Input data:
■ ■ ■
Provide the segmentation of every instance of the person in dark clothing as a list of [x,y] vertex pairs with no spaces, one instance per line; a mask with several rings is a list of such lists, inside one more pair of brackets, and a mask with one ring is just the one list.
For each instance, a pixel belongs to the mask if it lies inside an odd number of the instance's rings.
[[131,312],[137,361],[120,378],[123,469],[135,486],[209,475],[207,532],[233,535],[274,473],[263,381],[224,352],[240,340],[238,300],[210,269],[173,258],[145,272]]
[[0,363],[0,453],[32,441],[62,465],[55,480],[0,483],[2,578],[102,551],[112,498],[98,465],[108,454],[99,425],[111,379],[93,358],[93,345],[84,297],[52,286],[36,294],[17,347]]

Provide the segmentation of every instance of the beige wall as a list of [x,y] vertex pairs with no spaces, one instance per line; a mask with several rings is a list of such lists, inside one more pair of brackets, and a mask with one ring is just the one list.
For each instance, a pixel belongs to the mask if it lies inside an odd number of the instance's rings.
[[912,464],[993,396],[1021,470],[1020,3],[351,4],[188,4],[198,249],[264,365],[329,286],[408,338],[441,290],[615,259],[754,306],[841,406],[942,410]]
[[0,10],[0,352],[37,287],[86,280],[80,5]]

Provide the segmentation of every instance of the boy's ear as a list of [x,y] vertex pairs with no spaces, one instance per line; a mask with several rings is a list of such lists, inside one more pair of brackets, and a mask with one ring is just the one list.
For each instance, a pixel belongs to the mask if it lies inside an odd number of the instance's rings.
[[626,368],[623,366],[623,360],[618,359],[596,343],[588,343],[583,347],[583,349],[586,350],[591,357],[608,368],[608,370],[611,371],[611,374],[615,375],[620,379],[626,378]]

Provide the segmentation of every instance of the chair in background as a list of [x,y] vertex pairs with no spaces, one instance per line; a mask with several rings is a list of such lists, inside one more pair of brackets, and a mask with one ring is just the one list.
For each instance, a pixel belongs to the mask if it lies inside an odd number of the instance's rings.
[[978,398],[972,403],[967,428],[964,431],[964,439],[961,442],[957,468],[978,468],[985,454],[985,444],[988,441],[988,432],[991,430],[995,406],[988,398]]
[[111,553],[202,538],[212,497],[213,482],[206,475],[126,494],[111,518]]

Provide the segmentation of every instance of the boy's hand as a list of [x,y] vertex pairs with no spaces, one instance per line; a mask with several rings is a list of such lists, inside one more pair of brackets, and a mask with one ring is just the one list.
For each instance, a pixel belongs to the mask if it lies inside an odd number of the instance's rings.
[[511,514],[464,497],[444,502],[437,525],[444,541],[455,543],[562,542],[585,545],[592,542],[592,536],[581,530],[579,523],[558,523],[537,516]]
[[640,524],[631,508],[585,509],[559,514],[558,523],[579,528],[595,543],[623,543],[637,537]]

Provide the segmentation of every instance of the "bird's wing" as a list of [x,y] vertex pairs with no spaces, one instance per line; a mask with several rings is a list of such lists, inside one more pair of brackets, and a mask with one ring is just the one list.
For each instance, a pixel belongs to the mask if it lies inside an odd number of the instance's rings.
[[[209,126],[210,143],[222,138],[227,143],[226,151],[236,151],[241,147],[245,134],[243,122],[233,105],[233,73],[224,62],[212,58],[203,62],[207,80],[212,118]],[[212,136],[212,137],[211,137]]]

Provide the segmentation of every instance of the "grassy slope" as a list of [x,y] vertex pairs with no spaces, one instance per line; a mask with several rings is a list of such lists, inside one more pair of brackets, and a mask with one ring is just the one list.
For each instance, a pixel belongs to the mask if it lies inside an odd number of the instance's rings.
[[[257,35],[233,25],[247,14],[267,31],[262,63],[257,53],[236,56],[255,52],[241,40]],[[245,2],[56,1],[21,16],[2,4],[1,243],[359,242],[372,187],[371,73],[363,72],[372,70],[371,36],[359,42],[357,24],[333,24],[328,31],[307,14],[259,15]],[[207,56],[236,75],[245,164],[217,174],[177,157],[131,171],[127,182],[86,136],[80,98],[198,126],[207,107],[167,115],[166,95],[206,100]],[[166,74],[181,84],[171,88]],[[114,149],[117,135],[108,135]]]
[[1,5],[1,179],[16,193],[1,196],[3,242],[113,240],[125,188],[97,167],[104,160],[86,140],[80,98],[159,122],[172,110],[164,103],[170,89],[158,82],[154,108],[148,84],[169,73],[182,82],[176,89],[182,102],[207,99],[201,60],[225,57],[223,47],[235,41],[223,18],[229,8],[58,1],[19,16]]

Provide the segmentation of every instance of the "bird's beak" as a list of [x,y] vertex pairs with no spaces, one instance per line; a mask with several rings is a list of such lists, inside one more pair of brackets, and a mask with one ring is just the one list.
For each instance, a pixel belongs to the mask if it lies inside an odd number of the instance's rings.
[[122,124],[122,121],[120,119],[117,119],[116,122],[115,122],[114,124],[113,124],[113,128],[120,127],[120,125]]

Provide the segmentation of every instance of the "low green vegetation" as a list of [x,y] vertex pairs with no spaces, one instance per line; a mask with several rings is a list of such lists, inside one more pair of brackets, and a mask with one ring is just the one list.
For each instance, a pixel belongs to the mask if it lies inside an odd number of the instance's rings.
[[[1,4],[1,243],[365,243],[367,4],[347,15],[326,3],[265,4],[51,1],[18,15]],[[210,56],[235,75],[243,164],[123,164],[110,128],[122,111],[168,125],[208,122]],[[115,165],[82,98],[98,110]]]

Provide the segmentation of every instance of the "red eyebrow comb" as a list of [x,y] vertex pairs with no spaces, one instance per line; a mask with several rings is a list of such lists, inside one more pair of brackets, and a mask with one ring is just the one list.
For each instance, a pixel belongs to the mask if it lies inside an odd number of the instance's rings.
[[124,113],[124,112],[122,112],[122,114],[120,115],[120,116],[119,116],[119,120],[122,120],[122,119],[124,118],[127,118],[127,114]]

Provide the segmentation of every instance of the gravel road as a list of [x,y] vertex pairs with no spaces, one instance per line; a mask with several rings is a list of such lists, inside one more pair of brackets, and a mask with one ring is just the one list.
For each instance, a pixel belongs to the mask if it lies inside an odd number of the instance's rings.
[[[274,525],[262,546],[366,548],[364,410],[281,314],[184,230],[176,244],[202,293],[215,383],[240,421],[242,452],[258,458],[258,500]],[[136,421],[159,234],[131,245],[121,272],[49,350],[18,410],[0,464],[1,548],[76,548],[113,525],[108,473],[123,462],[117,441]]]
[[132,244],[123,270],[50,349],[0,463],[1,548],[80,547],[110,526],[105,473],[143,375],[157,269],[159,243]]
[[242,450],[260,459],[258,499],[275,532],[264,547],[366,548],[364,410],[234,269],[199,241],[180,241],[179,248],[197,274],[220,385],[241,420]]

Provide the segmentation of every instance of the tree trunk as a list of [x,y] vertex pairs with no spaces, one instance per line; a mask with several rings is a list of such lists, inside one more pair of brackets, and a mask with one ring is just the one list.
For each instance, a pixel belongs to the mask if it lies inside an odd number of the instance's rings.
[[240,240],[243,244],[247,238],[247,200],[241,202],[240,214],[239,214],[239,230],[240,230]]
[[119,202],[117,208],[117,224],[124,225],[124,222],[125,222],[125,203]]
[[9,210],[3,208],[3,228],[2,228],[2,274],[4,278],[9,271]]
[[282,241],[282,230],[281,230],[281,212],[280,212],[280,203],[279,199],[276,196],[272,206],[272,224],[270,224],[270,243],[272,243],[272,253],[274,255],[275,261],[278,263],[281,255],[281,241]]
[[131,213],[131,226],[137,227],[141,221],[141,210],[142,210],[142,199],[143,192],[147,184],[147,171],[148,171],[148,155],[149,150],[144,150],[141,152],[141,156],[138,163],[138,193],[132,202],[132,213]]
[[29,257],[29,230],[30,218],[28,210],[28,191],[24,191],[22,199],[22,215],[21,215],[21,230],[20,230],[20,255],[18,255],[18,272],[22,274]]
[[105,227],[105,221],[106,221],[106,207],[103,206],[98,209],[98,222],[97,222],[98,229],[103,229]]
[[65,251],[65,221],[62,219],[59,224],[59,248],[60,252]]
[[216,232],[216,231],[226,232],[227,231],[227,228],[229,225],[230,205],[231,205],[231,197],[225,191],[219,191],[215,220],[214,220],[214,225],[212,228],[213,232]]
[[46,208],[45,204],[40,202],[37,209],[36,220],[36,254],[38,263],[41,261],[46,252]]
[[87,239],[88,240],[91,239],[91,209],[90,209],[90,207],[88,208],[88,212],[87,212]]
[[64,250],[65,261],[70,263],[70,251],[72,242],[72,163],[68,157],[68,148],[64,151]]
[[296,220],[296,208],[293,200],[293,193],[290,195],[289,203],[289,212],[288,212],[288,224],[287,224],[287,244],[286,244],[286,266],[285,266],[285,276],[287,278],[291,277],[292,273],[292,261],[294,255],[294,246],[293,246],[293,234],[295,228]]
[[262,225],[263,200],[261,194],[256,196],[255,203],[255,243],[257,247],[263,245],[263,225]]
■ ■ ■
Your objective: Copy the lines of the items above word for word, from the line with "Provide the segmentation of every instance of the tree" to the line with "[[65,251],[65,221],[62,219],[59,224],[59,248],[60,252]]", including both of those lines.

Worked solution:
Provide the segmentation of every instance of the tree trunk as a list of [x,y] vertex pairs with no spaces, one instance per line; a mask with several rings is a list of such lists, inside one more pair of brackets, and a mask with one ring is just the one list.
For each instance, a pixel belongs to the mask if it lies inside an odd number of the instance's rings.
[[240,240],[243,244],[247,238],[247,200],[241,202],[240,214],[239,214],[239,230],[240,230]]
[[119,202],[117,208],[117,224],[124,225],[124,222],[125,222],[125,203]]
[[9,210],[3,208],[3,228],[2,228],[2,274],[4,278],[9,271]]
[[282,241],[282,230],[281,230],[281,212],[280,212],[280,203],[279,199],[276,196],[272,206],[272,224],[270,224],[270,243],[272,243],[272,253],[274,255],[275,261],[278,263],[281,255],[281,241]]
[[131,213],[131,226],[137,227],[141,221],[141,210],[142,210],[142,199],[143,192],[147,184],[147,171],[148,171],[148,155],[149,150],[144,150],[141,152],[141,156],[138,163],[138,193],[132,202],[132,213]]
[[29,257],[29,230],[30,218],[28,210],[28,191],[24,191],[22,199],[22,215],[21,215],[21,230],[20,230],[20,255],[18,255],[18,272],[22,274]]
[[105,227],[105,221],[106,221],[106,207],[103,206],[98,209],[98,222],[97,222],[98,229],[103,229]]
[[65,251],[65,221],[62,219],[59,224],[59,248],[60,252]]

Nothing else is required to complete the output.